Instructions for the task → From first line to last, retype the data exactly.

Referring expression grounding data →
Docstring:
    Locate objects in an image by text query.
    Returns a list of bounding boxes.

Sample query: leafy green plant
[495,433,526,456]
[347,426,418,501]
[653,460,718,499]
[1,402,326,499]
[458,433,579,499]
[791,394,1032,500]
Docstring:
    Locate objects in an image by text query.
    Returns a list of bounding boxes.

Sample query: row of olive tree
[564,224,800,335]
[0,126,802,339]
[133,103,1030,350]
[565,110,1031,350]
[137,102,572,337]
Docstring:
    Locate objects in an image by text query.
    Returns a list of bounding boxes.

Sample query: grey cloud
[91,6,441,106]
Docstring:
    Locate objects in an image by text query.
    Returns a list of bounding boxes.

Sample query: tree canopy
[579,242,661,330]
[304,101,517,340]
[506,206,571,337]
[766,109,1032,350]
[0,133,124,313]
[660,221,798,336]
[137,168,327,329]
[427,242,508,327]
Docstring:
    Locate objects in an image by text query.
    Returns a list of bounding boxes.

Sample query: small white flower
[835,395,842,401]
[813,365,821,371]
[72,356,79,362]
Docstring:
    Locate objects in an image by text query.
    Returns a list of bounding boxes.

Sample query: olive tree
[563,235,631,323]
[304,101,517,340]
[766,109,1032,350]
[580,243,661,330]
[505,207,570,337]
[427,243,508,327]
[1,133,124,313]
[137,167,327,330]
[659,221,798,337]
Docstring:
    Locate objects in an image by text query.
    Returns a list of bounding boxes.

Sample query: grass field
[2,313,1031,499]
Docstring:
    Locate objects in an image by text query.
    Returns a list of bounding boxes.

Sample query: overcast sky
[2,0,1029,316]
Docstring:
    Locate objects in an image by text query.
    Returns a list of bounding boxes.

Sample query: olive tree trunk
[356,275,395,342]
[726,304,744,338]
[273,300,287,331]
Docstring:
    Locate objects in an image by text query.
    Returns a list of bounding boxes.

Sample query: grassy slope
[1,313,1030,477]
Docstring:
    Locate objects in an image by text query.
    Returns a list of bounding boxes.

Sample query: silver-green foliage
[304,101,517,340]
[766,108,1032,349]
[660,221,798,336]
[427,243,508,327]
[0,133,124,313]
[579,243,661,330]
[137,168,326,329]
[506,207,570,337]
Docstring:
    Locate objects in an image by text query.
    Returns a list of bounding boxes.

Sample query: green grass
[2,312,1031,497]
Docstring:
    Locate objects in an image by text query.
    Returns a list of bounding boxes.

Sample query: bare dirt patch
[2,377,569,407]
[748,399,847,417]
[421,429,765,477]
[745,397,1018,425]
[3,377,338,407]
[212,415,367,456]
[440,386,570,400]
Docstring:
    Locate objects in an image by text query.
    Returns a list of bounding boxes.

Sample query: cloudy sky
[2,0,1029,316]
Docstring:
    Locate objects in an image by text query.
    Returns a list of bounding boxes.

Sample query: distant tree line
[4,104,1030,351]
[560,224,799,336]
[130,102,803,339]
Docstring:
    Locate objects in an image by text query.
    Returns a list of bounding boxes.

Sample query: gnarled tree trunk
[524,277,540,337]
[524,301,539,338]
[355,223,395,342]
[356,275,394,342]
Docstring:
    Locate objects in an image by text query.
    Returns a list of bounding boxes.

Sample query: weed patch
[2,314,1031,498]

Answer space →
Docstring:
    Locate objects in an image by text query.
    Returns a list of bounding boxes.

Sample query: leafy green plant
[495,433,526,456]
[347,426,418,501]
[653,460,718,499]
[1,402,326,499]
[458,433,579,499]
[791,394,1032,500]
Docstring:
    Locate objects in an image by text query.
    Returns a list of bounding boxes.

Sample query: row of olive tree
[564,224,800,335]
[0,126,802,339]
[133,103,1030,350]
[565,110,1031,350]
[137,102,572,337]
Docstring:
    Locate objects in an image by text query.
    Returns a list of bounding boxes.

Sample query: grey cloud
[91,6,441,106]
Docstring:
    Locate objects in an image by text query.
    Returns a list of bounding boxes.

Sample query: tree canopy
[579,242,661,330]
[304,101,517,340]
[506,206,571,337]
[766,109,1032,350]
[0,133,124,313]
[660,221,798,336]
[137,168,327,329]
[427,242,508,327]
Docstring:
    Locate objects in an image by text query.
    Returns a list of bounding boxes.

Sample query: small white flower
[835,395,842,401]
[813,365,821,371]
[72,356,79,362]
Docstring:
    Locate objects in an image by text query.
    Returns a list of bounding boxes.

Sample query: olive tree
[563,235,631,323]
[304,101,517,340]
[766,109,1032,350]
[580,243,661,330]
[505,207,570,337]
[427,243,508,327]
[1,133,124,313]
[137,167,327,330]
[659,221,798,337]
Docstring:
    Locate objects in an image by text query.
    Returns a list of bounding boxes.

Sample query: grass field
[2,313,1031,499]
Docstring:
    Locate objects in an image by text query.
    Returns a list of bounding boxes.

Sample query: overcast sky
[2,0,1029,316]
Docstring:
    Locate objects in an image by text query.
    Returns a list of bounding boxes.

Sample query: olive tree trunk
[356,275,395,342]
[726,304,744,338]
[273,300,287,331]
Docstring:
    Locate objects in an image by text query.
    Returns a list of bounding boxes.

Sample query: grassy slope
[1,313,1030,477]
Docstring:
    Locate objects in an image by text query.
    Returns a list of bounding boxes.

Sample query: silver-green foliage
[304,101,517,340]
[766,108,1032,349]
[660,221,798,336]
[427,243,508,327]
[0,133,124,313]
[579,243,661,330]
[137,168,326,329]
[506,207,570,337]
Docstring:
    Locate objects in an image by text query.
    Returns a list of bounding boxes.

Sample query: green grass
[2,312,1031,497]
Docstring:
    Locate objects in an image by text query.
    Returns a list of bounding boxes.

Sample query: bare dirt patch
[2,377,569,407]
[748,399,847,417]
[421,429,765,477]
[745,397,1018,425]
[3,377,338,407]
[212,415,367,456]
[440,386,570,400]
Docstring:
    Locate objects in an image by text query.
    Returns a list of bounding boxes.

Sample query: cloudy sky
[2,0,1029,316]
Docstring:
    Locate objects in an image by text query.
    Returns a list of bounding boxes.

Sample query: distant tree line
[4,104,1030,351]
[560,224,799,336]
[130,102,803,339]
Docstring:
    Locate objects in an image by text query.
    Returns a list of bounding boxes.

Sample query: gnarled tree trunk
[524,277,540,337]
[524,301,539,338]
[355,223,395,342]
[356,275,394,342]
Docstring:
    Locate objects in an image by text query.
    Returns a list of bounding boxes.

Sample query: weed patch
[2,314,1031,498]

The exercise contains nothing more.